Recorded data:

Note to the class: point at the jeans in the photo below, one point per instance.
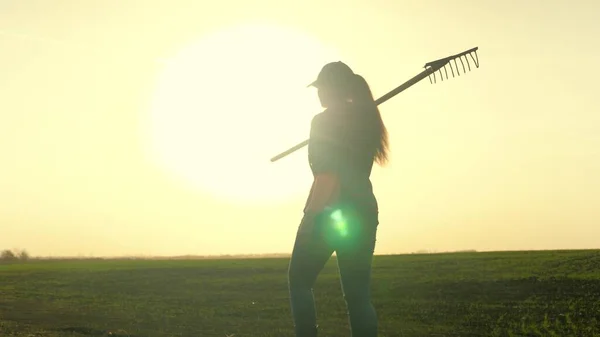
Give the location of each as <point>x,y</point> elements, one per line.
<point>351,235</point>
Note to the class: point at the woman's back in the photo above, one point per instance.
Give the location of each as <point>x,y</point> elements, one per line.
<point>344,141</point>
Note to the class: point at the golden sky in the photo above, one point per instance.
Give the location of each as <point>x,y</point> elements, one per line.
<point>146,127</point>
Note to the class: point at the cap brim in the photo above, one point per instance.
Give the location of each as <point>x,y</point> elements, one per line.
<point>313,84</point>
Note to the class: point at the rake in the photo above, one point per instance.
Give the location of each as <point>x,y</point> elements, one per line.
<point>431,68</point>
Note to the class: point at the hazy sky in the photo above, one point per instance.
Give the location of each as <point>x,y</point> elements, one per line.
<point>146,127</point>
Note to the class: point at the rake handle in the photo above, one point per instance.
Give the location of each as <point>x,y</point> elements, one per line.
<point>399,89</point>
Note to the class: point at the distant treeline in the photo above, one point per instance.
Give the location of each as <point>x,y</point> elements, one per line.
<point>14,255</point>
<point>17,255</point>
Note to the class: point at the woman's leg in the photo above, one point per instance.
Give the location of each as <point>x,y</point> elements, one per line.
<point>354,261</point>
<point>309,256</point>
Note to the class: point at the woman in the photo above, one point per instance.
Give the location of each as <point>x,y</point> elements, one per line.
<point>341,212</point>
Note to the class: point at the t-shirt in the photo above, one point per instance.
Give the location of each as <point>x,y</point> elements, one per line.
<point>342,141</point>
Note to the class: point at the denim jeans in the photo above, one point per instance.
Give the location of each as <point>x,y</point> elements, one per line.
<point>351,234</point>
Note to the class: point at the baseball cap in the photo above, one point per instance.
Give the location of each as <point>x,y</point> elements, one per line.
<point>333,73</point>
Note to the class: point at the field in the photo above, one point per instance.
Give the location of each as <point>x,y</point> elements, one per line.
<point>543,293</point>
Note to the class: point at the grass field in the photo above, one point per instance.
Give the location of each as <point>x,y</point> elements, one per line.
<point>544,293</point>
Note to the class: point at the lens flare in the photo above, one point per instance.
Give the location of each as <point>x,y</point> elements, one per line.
<point>340,223</point>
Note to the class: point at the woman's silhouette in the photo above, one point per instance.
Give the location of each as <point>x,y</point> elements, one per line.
<point>341,213</point>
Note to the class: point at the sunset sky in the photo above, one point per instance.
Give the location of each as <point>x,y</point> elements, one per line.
<point>146,127</point>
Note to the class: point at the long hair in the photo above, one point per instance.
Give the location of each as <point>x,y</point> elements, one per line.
<point>361,93</point>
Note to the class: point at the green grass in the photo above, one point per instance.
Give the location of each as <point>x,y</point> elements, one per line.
<point>546,293</point>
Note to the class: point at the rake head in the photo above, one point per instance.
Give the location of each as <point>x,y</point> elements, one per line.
<point>438,65</point>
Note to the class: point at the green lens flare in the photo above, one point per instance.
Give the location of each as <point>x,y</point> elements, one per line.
<point>339,222</point>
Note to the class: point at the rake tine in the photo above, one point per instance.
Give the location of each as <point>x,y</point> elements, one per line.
<point>457,69</point>
<point>475,59</point>
<point>430,69</point>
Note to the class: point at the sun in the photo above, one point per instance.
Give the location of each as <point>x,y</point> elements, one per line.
<point>225,105</point>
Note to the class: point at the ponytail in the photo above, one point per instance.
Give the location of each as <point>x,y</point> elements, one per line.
<point>361,94</point>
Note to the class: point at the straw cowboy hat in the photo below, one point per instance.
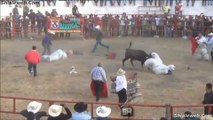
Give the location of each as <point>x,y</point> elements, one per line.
<point>121,72</point>
<point>80,107</point>
<point>34,107</point>
<point>103,111</point>
<point>55,110</point>
<point>210,34</point>
<point>98,27</point>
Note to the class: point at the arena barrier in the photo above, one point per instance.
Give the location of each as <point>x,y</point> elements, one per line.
<point>91,105</point>
<point>169,109</point>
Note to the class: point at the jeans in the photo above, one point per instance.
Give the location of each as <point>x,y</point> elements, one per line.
<point>122,96</point>
<point>32,68</point>
<point>98,89</point>
<point>98,42</point>
<point>46,49</point>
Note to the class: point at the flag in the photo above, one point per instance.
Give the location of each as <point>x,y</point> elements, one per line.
<point>194,45</point>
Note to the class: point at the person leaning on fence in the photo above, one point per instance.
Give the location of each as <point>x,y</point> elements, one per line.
<point>202,47</point>
<point>33,58</point>
<point>208,99</point>
<point>55,112</point>
<point>81,112</point>
<point>47,42</point>
<point>103,113</point>
<point>121,86</point>
<point>210,42</point>
<point>98,76</point>
<point>32,111</point>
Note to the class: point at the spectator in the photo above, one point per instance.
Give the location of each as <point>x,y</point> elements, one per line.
<point>32,17</point>
<point>25,11</point>
<point>163,118</point>
<point>47,42</point>
<point>25,25</point>
<point>40,19</point>
<point>210,42</point>
<point>98,76</point>
<point>55,112</point>
<point>81,112</point>
<point>32,111</point>
<point>99,37</point>
<point>203,2</point>
<point>54,13</point>
<point>103,113</point>
<point>75,11</point>
<point>15,10</point>
<point>208,99</point>
<point>210,2</point>
<point>33,58</point>
<point>121,86</point>
<point>132,1</point>
<point>202,47</point>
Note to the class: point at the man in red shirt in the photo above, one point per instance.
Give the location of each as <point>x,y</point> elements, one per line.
<point>33,58</point>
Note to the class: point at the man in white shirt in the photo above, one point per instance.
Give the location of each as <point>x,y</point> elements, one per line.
<point>202,47</point>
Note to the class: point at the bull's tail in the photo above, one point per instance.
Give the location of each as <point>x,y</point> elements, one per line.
<point>130,44</point>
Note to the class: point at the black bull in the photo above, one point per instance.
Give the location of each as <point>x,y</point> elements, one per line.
<point>138,55</point>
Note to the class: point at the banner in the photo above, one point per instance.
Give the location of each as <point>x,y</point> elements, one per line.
<point>57,24</point>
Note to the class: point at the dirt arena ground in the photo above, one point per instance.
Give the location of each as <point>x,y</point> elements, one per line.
<point>184,86</point>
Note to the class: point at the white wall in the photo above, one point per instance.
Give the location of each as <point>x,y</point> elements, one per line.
<point>90,7</point>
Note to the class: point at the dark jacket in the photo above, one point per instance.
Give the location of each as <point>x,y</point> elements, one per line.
<point>208,99</point>
<point>32,116</point>
<point>62,116</point>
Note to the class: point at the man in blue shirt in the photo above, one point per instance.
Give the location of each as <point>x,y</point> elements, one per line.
<point>46,42</point>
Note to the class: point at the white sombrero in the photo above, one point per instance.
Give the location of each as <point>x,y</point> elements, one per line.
<point>34,107</point>
<point>55,110</point>
<point>121,72</point>
<point>103,111</point>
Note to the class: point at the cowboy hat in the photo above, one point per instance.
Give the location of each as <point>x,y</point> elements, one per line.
<point>80,107</point>
<point>55,110</point>
<point>103,111</point>
<point>98,27</point>
<point>34,107</point>
<point>210,34</point>
<point>121,72</point>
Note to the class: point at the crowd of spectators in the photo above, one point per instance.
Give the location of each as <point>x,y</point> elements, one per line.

GIVEN TASK: Transcribe all of the records above character for character. Exclude the pictures.

CORRECT RESPONSE:
Note to the class: point at the jeans in the photo below, one point per instance.
Give the location of each as <point>x,y</point> elements, one per line.
<point>351,235</point>
Note to the class: point at the woman's back in the photo above, one point per instance.
Give the location of each as <point>x,y</point> elements, one per line.
<point>344,141</point>
Note to the class: point at the golden sky in the photo above, one point per instance.
Give the location of each as <point>x,y</point> elements, one per line.
<point>146,127</point>
Note to the class: point at the cap brim in the photo above, one point per instance.
Give the location of each as <point>x,y</point> elements, one per line.
<point>313,84</point>
Note to the class: point at the rake in the photo above, one point per instance.
Give the location of each as <point>x,y</point> elements, one per line.
<point>431,68</point>
Note to the class: point at the hazy sky in the photo above, one point per instance.
Give the location of each as <point>x,y</point> elements, one per line.
<point>146,127</point>
Note to the class: point at the rake handle in the photo above, one point per instance.
Give the location of each as <point>x,y</point> elements, one per line.
<point>399,89</point>
Note to the class: point at the distant treeline in the photo above, one point per instance.
Give the location of each as <point>x,y</point> elements, one per line.
<point>14,255</point>
<point>17,255</point>
Note to the class: point at the woman's leg in the photo above, one point per instance.
Give the location of each as <point>x,y</point> elements, one per line.
<point>354,261</point>
<point>309,256</point>
Note to the class: point at the woman in the photo above, one point per instance.
Give the location of each as <point>x,y</point> elements, one per line.
<point>341,212</point>
Note to the class: point at the t-shirt in the photo above, one point per instance.
Give the location of each as <point>x,y</point> elements, one per line.
<point>342,141</point>
Note to the class: point at the denim jeans in the photo above, one point per instance.
Give the location of each as <point>x,y</point> elements, one per line.
<point>351,234</point>
Note to the class: point at the baseball cap in the photo above, one point per instance.
Give the location of each as <point>x,y</point> elements, one per line.
<point>333,73</point>
Note to the class: point at the field in the photo above, one point per instance.
Give the location of each as <point>x,y</point> elements, one per line.
<point>543,293</point>
Note to the class: point at the grass field in the photo above, one point per instance.
Give the location of each as <point>x,y</point> elements, one per line.
<point>544,293</point>
Note to the class: point at the lens flare in the photo above, one point per instance.
Give the location of each as <point>x,y</point> elements, one per line.
<point>340,223</point>
Note to the class: point at the woman's silhouette in the photo above, one point per instance.
Give the location of each as <point>x,y</point> elements, one per line.
<point>341,213</point>
Note to the class: point at the sunset sky in the photo above, one point per instance.
Give the location of each as <point>x,y</point> elements, one per line.
<point>146,127</point>
Note to the class: point at the long hair in the photo above, one point per instance.
Give the location of each as <point>x,y</point> elements, one per line.
<point>361,93</point>
Note to the class: point at the green grass in the photo above, one point per instance.
Give the location of each as <point>x,y</point> elements, one per line.
<point>546,293</point>
Note to the class: point at the rake head in the photo above, one point per instance.
Give the location of each as <point>x,y</point> elements, one per line.
<point>438,65</point>
Note to the class: point at the green lens flare in the photo above, one point per instance.
Give the location of each as <point>x,y</point> elements, one per line.
<point>339,222</point>
Note to the class: point at the rake tine in the photo above, one point per instance.
Give the location of each as <point>x,y</point> elements, one per line.
<point>457,69</point>
<point>475,59</point>
<point>430,69</point>
Note to the class: point at the sun in the photo above, one point per instance.
Give the location of each as <point>x,y</point> elements, one per line.
<point>225,105</point>
Note to the class: point at the ponytail in the photo above, one point per instance.
Give the location of each as <point>x,y</point> elements, one per line.
<point>361,94</point>
Note to the class: point at the straw cowboy hat in the photo below, one point per instance.
Give the location of each as <point>x,y</point> elements, one per line.
<point>121,72</point>
<point>80,107</point>
<point>34,107</point>
<point>103,111</point>
<point>55,110</point>
<point>210,34</point>
<point>98,27</point>
Note to the class: point at the arena barrier in the photo above, one point per instance.
Give the location of each as <point>x,y</point> elements, one per line.
<point>91,105</point>
<point>169,109</point>
Note to the class: point at the jeans in the photo above, one point per instance.
Give the location of each as <point>x,y</point> elements, one per line.
<point>122,96</point>
<point>32,68</point>
<point>98,89</point>
<point>98,42</point>
<point>46,49</point>
Note to the class: point at the flag in the photo above, one point per instance.
Give the location of each as <point>x,y</point> elements, one per line.
<point>194,45</point>
Note to the class: point at the person leaning on fence in the photo above, one point per instance.
Give the location of each as <point>x,y</point> elements, one per line.
<point>202,47</point>
<point>33,58</point>
<point>208,99</point>
<point>55,112</point>
<point>81,112</point>
<point>47,42</point>
<point>103,113</point>
<point>121,86</point>
<point>210,42</point>
<point>98,76</point>
<point>32,111</point>
Note to the class: point at the spectator in the photo above, one point per instance.
Give the location of each as <point>x,y</point> elements, one per line.
<point>32,17</point>
<point>25,11</point>
<point>163,118</point>
<point>47,42</point>
<point>25,25</point>
<point>40,19</point>
<point>210,42</point>
<point>98,76</point>
<point>55,112</point>
<point>81,112</point>
<point>32,111</point>
<point>99,37</point>
<point>203,2</point>
<point>54,13</point>
<point>103,113</point>
<point>75,11</point>
<point>15,10</point>
<point>208,99</point>
<point>210,2</point>
<point>33,58</point>
<point>121,86</point>
<point>132,1</point>
<point>202,47</point>
Note to the class: point at the man in red shirt in the photo above, one point per instance.
Give the location of each as <point>x,y</point> elements, one per line.
<point>33,58</point>
Note to the class: point at the man in white shirt in the photo above, one point per instance.
Give the location of each as <point>x,y</point> elements, one per line.
<point>202,47</point>
Note to the class: point at the bull's tail in the photo above, one point per instance.
Give the location of each as <point>x,y</point> elements, one per line.
<point>130,44</point>
Note to the class: point at the black bull in the photo above, one point per instance.
Give the location of each as <point>x,y</point> elements, one per line.
<point>138,55</point>
Note to the class: point at the banner in the photo above, one point per instance.
Give the location of each as <point>x,y</point> elements, one per line.
<point>57,24</point>
Note to the class: point at the dirt arena ground in the photo above, one point per instance.
Give the location of each as <point>x,y</point> elements, one per line.
<point>184,86</point>
Note to the class: point at the white wall in the photo above, one point per instance.
Give the location of each as <point>x,y</point> elements, one per line.
<point>90,7</point>
Note to the class: point at the dark jacket in the photo above, one point per instance.
Give the location of each as <point>x,y</point> elements, one per line.
<point>208,99</point>
<point>32,116</point>
<point>62,116</point>
Note to the class: point at the man in blue shirt in the photo above, one point per instance.
Give the location of each as <point>x,y</point> elements, one per line.
<point>46,42</point>
Note to the class: point at the white sombrero in the photo above, one point per instance.
Give the location of each as <point>x,y</point> elements, one per line.
<point>34,107</point>
<point>55,110</point>
<point>121,72</point>
<point>103,111</point>
Note to the class: point at the cowboy hat in the photo above, one point per instance.
Give the location of each as <point>x,y</point> elements, one per line.
<point>80,107</point>
<point>55,110</point>
<point>103,111</point>
<point>98,27</point>
<point>34,107</point>
<point>210,34</point>
<point>121,72</point>
Note to the class: point at the crowd of spectators in the photo above, one point per instance.
Give the location of each as <point>x,y</point> elements, one per line.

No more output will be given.